▶ Directions for this task
The goal is to restate all of the records below word for word.

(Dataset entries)
────────────────────
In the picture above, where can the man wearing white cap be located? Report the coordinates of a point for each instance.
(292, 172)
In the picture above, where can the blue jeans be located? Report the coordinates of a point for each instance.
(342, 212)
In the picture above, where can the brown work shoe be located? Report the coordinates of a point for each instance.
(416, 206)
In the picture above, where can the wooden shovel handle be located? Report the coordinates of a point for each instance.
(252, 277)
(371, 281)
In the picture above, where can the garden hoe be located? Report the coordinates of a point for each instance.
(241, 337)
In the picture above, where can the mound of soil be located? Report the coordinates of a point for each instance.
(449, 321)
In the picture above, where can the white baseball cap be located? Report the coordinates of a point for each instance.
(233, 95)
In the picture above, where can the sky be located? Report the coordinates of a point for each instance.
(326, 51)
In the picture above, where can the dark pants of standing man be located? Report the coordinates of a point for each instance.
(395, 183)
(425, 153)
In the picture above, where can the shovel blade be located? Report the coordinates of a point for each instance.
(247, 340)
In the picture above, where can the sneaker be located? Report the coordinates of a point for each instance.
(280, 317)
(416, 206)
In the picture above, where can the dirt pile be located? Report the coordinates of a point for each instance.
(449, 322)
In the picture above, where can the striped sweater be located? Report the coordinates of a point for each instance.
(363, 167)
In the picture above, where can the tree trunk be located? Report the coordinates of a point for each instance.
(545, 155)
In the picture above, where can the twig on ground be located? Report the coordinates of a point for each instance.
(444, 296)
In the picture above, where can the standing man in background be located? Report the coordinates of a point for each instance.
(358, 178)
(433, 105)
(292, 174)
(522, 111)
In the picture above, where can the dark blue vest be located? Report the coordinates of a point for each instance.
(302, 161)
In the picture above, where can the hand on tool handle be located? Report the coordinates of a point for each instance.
────────────────────
▶ Solution
In the picture above, where can the man wearing white cap be located? Report the coordinates of a point for each instance.
(292, 172)
In the picture above, where can the blue jeans be located? Report the coordinates of a point for each instance.
(342, 212)
In the picture above, where can the brown work shoe be located? Report the coordinates of a point for each instance.
(416, 206)
In the picture above, where can the wooden shovel handle be located? Report the coordinates of a point for each instance.
(252, 277)
(371, 281)
In the picture above, where can the garden hoe be located? Report the coordinates of a point for each instance.
(241, 337)
In the picture above, where can the mound of soil be located? Report the coordinates of a point for each instance.
(449, 321)
In the picture above, where can the white baseball cap be located? Report the coordinates of a point for each instance.
(233, 95)
In the picture above, where can the sky be located? Report the coordinates of a point for each instance.
(326, 51)
In the picture above, where can the dark pants of standing man be located? Report the coordinates of a point for each instance.
(395, 183)
(425, 153)
In the picture above, where can the shovel blade be located? Report the coordinates of a point for each instance.
(247, 340)
In the picture above, where can the sneaker be located? Report the coordinates of a point for each instance.
(280, 317)
(416, 206)
In the picture above, where can the dirt pile be located? Report the coordinates of a point for each instance.
(449, 322)
In the picture above, where can the striped sweater be located? Report the coordinates of a point for each instance.
(363, 167)
In the picture above, where can the tree trunk be located? Report the coordinates of a point for each instance.
(545, 155)
In the picture above, where can the twig on ground be located? Report the coordinates of a point for each instance.
(444, 296)
In the picture above, where can the standing man in background be located? Report the coordinates of a point for each instance.
(358, 178)
(433, 105)
(292, 174)
(522, 111)
In the picture above, where can the dark blue vest be located? Report the coordinates of a point for each instance.
(302, 161)
In the picture above, where can the hand on tool handle be located? Report the coordinates of a point for each instance.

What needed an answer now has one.